State how many lines of the entries hold the string "tuft", and output nothing but that count.

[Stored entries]
◆ ◆ ◆ ◆ ◆ ◆ ◆

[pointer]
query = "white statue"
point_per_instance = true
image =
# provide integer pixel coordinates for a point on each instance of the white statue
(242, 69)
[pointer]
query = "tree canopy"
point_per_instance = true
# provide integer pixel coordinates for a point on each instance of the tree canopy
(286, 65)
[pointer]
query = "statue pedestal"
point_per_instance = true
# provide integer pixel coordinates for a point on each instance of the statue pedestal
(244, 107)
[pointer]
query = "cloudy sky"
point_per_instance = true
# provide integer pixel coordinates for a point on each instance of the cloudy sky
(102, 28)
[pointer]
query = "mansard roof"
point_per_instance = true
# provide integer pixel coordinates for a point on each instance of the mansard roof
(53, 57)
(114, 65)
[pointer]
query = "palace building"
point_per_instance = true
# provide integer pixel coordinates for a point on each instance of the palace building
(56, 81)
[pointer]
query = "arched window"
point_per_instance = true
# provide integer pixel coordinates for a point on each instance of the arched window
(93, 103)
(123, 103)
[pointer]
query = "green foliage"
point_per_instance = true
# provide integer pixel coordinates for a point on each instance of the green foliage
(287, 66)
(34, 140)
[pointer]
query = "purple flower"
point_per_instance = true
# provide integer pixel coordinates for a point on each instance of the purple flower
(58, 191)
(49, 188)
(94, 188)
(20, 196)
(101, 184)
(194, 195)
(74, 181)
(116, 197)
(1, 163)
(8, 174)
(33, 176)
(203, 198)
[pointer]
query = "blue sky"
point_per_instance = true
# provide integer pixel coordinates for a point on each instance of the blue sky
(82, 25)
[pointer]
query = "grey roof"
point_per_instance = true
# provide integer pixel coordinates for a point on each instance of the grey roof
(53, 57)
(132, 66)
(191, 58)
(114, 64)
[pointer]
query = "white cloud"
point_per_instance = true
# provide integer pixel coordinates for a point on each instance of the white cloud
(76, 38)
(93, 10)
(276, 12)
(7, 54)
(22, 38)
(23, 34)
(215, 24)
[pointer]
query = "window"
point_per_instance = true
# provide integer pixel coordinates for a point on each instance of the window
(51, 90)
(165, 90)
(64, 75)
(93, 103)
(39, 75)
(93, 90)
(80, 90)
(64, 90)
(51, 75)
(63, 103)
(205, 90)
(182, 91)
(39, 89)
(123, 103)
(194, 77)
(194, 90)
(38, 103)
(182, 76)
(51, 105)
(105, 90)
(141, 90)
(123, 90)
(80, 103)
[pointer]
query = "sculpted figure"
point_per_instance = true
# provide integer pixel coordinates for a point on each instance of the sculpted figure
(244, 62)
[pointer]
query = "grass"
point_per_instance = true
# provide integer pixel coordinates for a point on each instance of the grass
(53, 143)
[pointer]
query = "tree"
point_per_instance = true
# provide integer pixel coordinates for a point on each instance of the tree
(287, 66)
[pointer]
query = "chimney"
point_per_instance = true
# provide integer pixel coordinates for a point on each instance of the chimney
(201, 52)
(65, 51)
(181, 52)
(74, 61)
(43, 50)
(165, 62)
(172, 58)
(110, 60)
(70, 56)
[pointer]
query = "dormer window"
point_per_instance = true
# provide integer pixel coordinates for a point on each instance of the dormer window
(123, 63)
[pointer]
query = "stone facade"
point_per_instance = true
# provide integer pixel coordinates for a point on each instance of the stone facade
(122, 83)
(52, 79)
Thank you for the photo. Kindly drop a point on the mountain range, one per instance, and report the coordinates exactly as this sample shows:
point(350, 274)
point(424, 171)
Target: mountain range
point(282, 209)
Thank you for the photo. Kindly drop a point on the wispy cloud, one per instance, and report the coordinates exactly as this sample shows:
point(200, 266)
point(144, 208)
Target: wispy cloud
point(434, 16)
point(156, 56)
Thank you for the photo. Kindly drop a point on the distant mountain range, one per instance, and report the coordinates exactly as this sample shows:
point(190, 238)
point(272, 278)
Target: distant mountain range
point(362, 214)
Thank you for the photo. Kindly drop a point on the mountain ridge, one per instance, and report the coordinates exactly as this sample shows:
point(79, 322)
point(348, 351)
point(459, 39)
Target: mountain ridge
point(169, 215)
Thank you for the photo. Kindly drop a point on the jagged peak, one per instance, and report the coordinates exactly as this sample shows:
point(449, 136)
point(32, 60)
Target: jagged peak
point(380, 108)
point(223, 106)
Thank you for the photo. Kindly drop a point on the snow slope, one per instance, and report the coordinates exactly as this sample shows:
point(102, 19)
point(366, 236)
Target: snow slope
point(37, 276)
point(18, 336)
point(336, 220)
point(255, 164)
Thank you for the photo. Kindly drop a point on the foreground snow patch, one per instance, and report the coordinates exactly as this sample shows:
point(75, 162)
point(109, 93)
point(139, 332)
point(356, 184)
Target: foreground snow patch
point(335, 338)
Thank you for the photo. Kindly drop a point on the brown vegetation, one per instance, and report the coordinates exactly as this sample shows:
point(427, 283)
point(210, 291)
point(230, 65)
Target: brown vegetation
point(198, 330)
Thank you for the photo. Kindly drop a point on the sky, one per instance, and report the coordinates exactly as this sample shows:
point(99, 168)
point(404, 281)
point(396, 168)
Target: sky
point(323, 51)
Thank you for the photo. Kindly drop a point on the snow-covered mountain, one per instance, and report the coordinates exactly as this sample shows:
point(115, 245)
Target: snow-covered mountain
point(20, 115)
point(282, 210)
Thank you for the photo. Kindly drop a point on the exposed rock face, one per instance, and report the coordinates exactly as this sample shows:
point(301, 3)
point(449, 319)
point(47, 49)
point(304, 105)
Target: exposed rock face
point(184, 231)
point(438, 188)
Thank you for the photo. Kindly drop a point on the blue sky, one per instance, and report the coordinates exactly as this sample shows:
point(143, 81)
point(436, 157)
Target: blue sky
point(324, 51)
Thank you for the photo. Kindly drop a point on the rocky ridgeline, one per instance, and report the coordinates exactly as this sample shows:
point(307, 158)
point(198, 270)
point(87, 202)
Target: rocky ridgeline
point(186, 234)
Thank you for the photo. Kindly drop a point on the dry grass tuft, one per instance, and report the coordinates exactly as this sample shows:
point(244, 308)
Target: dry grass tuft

◆ ◆ ◆ ◆ ◆ ◆ ◆

#### [Written answer]
2